TAREAS POR REALIZAR:
A. Reproduzca de forma literal el tramo del texto sobre Mandela que va desde "Es verdad que" hasta "todo un país.".
B. Según el texto sobre Mandela, ¿con qué personalidades se compara la afiliación emocional que él logró?
C. Prolongue el texto sobre Mandela a partir de su última oración.

====== PASAJE SELECCIONADO

Alejandro Deustua

6 de dic de 2013

Mandela

Nelson Mandela fue un líder universal por lo que propuso y realizó para Suráfrica. La justicia de su causa, la disposición conciliadora con que logró realizarla, el respaldo internacional que congregó en ese empeño, la entereza mostrada frente a la represión y la capacidad de deshacerse de tentaciones revanchistas en el establecimiento de un nuevo orden en su país contribuyeron a sustentar ese liderazgo en el ejemplo.

La afiliación emocional que logró sólo es comparable con la que generaron Gorbachev y quizás Juan Pablo II. A diferencia del primero, que mereció la aprobación global por la forma cómo condujo una transición sistémica que, sin derramar una gota de sangre fue sin embargo costosa para su país y sus ciudadanos, Mandela logró el reconocimiento de todos los surafricanos. Y a diferencia del segundo, sus logros y conducta fueron bien terrenales en tanto sus posibilidades de apelar a una instancia espiritual o ideológica fueron inexistentes, improbables o ineficaces.

Es verdad que parte de la mitología organizada alrededor de este gran líder fue posterior a su propuesta reconciliatoria en un país dividido y confrontado por la dureza y la inmoralidad del apartheid. Ello no resta valor a los que lo abrazaron luego en tanto a un líder no se le juzga sólo por su carisma o convicción sino también por su conducta y capacidad de cambiar el comportamiento, en este caso, de todo un país.

============
====== INFORMACIÓN PROPORCIONADA

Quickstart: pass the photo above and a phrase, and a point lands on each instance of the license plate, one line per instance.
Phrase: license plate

============

RESULTADOS DEL EJERCICIO:
A.
Es verdad que parte de la mitología organizada alrededor de este gran líder fue posterior a su propuesta reconciliatoria en un país dividido y confrontado por la dureza y la inmoralidad del apartheid. Ello no resta valor a los que lo abrazaron luego en tanto a un líder no se le juzga sólo por su carisma o convicción sino también por su conducta y capacidad de cambiar el comportamiento, en este caso, de todo un país.

B. Con Gorbachev y, quizás, con Juan Pablo II.

C.
Mandela no siempre fue un líder pacifista o pacífico. Su opción por la lucha armada, si bien planteada luego del fracaso de una inicial aproximación negociadora, están bien documentadas en el apoyo que recibieron él y sus fuerzas de Fidel Castro y Muammar Gadafi.

Pero su capacidad estratégica superó esa opción. Si Sudáfrica debía evitar la guerra civil (entre otras razones porque la ANC, su partido, no podría ganarla) y debía gobernarse de manera inclusiva (porque un gobierno estable sin los Afrikaners era inviable), la reconciliación nacional debía primar desde el inicio y debía manifestarse en el gobierno y en el trato de éste con la poderosa minoría blanca. Si esta conclusión estratégica fue anterior a su convicción pacifista no lo sabemos. Pero ambas se llevaron a la práctica bajo el liderazgo de Mandela.

Y así, luego de haber sido apresado en 1963 y liberado en 1990, en 1994 fue electo presidente llevando como compañero de fórmula a un representante del viejo orden: Frederik de Clerk quien, como integrante del Nuevo Partido Nacional había presidido el gobierno “blanco”.

El Sr. De Clerk no carecía de méritos para ser llamado a desempeñar esa posición en tanto había procurado atenuar el régimen de apartheid y proseguido negociaciones para una transición pacífica. Pero su llamamiento fue más que eso: fue la concreción de los esfuerzos de Mandela para gobernar en beneficio de todos los surafricanos.
 

 
El reconocimiento universal que mereció esa opción política fue señalizada por el premio Nobel de la Paz concedido a ambos personajes un año antes (1993).

Ese reconocimiento fue precedido de un apoyo internacional bien establecido. Así, si el impacto de la Guerra Fría en Sudáfrica contribuyó a mantener a los Afrikaners en el poder, la relajación de esa influencia se originó en la ONU. En efecto, la Asamblea General condenó en 1962 el apartheid y el Consejo de Seguridad procuró, en 1963, un incial embargo de armas al régimen sudafricano.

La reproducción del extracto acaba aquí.